Examine the records below. Report how many of their lines contain the word "stadium", with no other content.

(Records excerpted from a collection)
---

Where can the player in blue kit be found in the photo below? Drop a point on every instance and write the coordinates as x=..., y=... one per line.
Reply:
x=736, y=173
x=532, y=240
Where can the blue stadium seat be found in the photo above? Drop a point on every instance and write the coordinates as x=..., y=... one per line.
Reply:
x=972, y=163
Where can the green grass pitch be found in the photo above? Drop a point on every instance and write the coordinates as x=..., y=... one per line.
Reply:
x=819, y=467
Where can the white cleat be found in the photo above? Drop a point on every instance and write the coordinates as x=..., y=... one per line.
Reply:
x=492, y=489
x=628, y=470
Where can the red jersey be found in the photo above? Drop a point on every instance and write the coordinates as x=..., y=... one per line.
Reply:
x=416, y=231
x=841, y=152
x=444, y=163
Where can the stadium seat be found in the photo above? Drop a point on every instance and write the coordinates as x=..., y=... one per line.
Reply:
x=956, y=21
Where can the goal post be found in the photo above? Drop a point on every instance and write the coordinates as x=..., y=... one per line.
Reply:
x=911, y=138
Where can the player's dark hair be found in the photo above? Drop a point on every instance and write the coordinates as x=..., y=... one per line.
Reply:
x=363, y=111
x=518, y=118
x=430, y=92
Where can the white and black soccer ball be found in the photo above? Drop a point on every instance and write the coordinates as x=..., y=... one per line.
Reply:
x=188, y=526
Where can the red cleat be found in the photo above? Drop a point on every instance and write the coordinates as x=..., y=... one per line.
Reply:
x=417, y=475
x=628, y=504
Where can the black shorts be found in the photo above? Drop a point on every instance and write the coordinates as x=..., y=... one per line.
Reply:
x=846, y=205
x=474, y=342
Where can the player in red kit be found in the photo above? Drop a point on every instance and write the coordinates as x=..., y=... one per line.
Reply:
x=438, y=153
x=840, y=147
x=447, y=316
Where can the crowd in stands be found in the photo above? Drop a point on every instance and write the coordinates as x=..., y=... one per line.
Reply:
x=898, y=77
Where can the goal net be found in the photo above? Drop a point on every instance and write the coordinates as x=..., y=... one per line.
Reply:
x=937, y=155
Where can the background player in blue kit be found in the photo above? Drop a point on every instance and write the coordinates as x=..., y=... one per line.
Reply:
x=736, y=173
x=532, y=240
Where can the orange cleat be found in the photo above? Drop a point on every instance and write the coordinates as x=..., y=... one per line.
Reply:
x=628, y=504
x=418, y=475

---

_Exercise result_
2